» **Data to examine**:
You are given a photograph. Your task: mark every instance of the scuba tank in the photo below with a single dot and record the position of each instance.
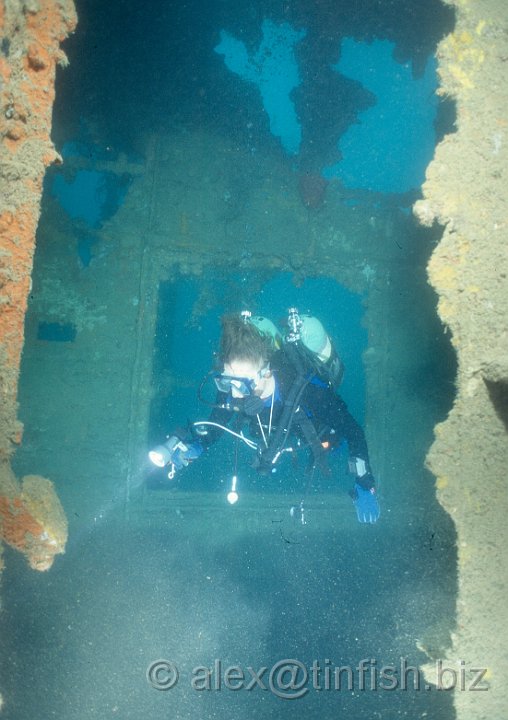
(308, 333)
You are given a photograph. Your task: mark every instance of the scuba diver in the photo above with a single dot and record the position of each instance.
(284, 387)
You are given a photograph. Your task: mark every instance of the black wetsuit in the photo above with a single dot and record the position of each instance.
(330, 420)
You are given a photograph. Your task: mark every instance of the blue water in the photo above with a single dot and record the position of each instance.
(308, 87)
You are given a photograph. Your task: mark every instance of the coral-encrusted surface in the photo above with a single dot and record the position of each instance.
(31, 33)
(32, 520)
(466, 191)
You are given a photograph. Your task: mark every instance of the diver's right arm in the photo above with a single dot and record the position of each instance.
(182, 447)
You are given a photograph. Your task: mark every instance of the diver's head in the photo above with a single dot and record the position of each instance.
(244, 358)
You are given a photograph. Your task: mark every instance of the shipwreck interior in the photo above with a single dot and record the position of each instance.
(198, 179)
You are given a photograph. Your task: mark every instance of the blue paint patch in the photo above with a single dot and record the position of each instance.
(82, 198)
(56, 332)
(390, 147)
(274, 69)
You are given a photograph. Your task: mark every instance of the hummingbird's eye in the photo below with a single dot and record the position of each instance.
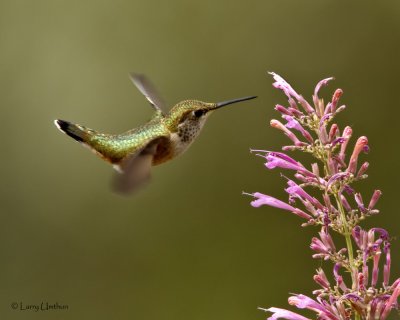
(198, 113)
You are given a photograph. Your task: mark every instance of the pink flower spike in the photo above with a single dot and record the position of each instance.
(386, 267)
(375, 270)
(335, 99)
(319, 85)
(279, 125)
(279, 313)
(333, 132)
(391, 302)
(347, 133)
(363, 169)
(283, 110)
(263, 199)
(281, 84)
(301, 301)
(374, 199)
(360, 202)
(361, 143)
(321, 279)
(294, 124)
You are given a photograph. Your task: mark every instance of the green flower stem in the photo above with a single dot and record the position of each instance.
(349, 244)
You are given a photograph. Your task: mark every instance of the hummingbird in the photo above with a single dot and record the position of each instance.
(165, 136)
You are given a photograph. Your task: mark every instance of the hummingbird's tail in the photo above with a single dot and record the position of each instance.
(79, 133)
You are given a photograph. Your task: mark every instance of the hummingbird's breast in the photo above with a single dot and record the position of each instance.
(187, 132)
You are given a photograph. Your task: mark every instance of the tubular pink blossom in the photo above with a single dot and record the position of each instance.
(345, 203)
(333, 132)
(360, 202)
(347, 133)
(322, 83)
(392, 301)
(361, 143)
(281, 84)
(321, 279)
(363, 169)
(375, 270)
(279, 125)
(283, 110)
(335, 99)
(263, 199)
(303, 302)
(294, 124)
(279, 313)
(374, 199)
(386, 267)
(339, 279)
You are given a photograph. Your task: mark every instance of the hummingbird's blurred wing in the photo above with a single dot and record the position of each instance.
(135, 169)
(148, 90)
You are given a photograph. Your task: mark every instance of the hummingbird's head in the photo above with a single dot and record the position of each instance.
(192, 114)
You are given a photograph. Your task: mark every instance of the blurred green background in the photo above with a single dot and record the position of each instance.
(189, 246)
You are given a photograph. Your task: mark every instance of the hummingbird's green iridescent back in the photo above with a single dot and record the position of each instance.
(164, 137)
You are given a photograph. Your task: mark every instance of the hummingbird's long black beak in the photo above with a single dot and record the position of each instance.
(225, 103)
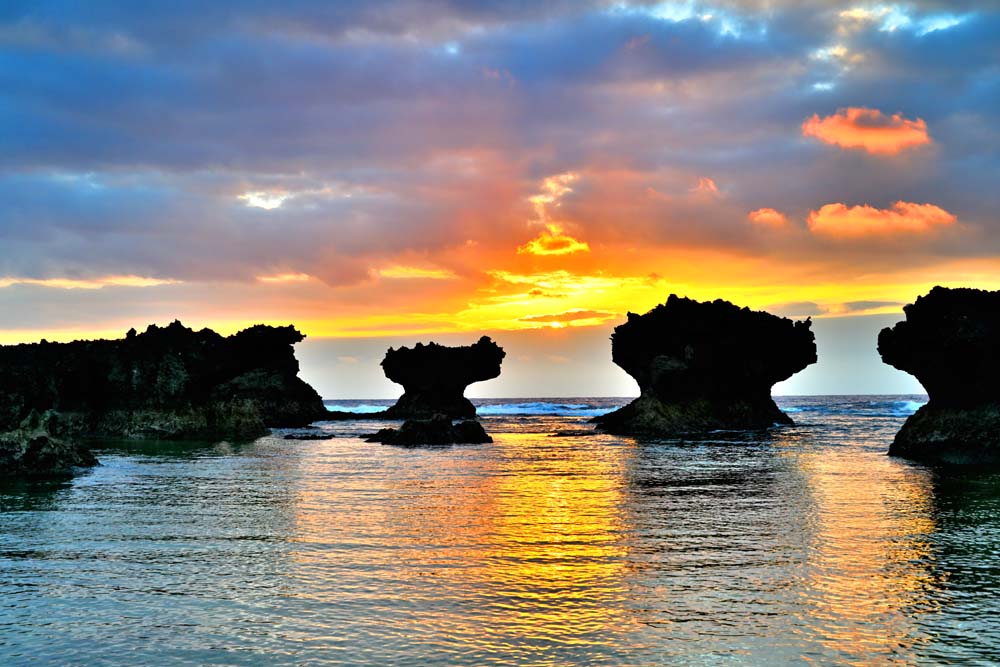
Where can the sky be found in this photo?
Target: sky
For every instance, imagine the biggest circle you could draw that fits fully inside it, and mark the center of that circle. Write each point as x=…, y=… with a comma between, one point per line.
x=380, y=173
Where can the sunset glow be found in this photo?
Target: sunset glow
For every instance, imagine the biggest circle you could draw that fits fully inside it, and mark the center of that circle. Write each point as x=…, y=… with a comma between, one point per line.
x=329, y=173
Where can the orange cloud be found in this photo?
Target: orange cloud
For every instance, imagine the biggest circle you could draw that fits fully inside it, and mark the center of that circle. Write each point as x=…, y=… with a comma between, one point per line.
x=706, y=186
x=838, y=220
x=767, y=217
x=868, y=129
x=552, y=241
x=576, y=317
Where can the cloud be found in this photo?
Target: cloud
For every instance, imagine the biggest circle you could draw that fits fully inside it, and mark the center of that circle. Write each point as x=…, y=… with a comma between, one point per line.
x=706, y=187
x=91, y=283
x=868, y=129
x=767, y=217
x=796, y=309
x=414, y=273
x=841, y=221
x=553, y=241
x=575, y=316
x=857, y=306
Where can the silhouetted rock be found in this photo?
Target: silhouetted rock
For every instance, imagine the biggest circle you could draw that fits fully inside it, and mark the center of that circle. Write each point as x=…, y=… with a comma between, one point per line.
x=950, y=341
x=438, y=430
x=434, y=377
x=169, y=383
x=704, y=366
x=33, y=450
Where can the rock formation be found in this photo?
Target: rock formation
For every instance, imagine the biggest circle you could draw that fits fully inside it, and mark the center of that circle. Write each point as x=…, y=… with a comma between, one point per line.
x=704, y=366
x=950, y=341
x=438, y=430
x=434, y=377
x=165, y=383
x=33, y=449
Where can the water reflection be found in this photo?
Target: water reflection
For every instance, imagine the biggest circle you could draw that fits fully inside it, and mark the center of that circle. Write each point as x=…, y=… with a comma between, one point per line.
x=511, y=550
x=870, y=571
x=804, y=546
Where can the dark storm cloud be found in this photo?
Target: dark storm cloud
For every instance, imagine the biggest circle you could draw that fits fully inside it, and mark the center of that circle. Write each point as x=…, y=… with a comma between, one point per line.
x=131, y=131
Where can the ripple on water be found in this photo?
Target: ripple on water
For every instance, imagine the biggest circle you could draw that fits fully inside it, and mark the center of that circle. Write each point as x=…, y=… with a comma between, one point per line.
x=805, y=545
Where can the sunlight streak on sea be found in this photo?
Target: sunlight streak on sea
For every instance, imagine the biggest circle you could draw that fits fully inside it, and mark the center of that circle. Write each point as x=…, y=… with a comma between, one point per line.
x=551, y=546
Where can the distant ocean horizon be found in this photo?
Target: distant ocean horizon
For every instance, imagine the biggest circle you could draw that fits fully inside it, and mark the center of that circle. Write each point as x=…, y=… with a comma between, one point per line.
x=592, y=406
x=554, y=544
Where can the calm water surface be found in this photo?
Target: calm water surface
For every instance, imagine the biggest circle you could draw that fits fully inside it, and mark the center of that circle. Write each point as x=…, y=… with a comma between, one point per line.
x=806, y=545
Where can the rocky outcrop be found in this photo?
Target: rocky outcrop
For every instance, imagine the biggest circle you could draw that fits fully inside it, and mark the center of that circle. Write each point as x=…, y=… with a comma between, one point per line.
x=434, y=377
x=950, y=341
x=438, y=430
x=705, y=365
x=165, y=383
x=34, y=450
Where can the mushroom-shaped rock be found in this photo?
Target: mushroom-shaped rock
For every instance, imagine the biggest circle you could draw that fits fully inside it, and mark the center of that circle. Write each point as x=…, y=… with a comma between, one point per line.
x=438, y=430
x=950, y=341
x=167, y=382
x=434, y=377
x=704, y=366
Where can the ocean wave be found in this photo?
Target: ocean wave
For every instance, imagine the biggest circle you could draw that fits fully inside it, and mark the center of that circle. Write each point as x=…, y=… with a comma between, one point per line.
x=869, y=408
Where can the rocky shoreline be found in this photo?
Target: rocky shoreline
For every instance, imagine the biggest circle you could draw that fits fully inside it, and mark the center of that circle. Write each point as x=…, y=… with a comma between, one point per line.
x=950, y=341
x=704, y=366
x=167, y=383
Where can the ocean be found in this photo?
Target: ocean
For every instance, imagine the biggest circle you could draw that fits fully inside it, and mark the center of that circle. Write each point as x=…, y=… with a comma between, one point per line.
x=805, y=545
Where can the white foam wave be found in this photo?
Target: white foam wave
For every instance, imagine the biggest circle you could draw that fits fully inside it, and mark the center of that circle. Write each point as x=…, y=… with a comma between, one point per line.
x=543, y=408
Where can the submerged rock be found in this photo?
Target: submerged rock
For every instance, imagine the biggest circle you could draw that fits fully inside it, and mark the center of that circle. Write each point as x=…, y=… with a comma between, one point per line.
x=438, y=430
x=950, y=341
x=34, y=450
x=705, y=365
x=165, y=383
x=434, y=377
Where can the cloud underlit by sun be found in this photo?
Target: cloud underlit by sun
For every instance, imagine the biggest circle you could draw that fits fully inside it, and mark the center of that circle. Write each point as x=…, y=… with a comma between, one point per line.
x=869, y=130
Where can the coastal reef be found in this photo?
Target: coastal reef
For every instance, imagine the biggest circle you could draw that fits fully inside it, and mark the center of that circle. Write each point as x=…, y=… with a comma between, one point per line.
x=434, y=377
x=166, y=383
x=438, y=430
x=950, y=341
x=704, y=366
x=33, y=449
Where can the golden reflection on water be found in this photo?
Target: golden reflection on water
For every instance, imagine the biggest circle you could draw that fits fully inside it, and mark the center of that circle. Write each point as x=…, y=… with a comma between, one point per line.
x=869, y=570
x=525, y=542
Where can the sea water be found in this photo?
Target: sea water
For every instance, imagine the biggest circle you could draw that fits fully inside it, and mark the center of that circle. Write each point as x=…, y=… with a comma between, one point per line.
x=805, y=545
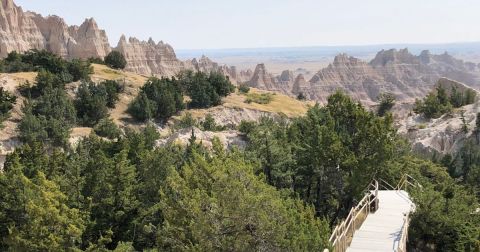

» **What you should do**:
For this task, write out exactly the lines of the entries above, starting at the line with "Where can the submerged" and ending at the line with "Target: cloud underlit by sun", both included, and no others.

» **Task output**:
Where can the submerged rock be found in this photo?
Target: submerged rock
For every instance, imagine the biggest circle you could draw that fits fully inside it, and mark the center of that circle. Write each point as x=…, y=… with a comma between, one point per line.
x=438, y=430
x=950, y=341
x=34, y=450
x=705, y=365
x=165, y=383
x=434, y=377
Where can the cloud underlit by sun be found in this photo?
Target: cloud underlit by sun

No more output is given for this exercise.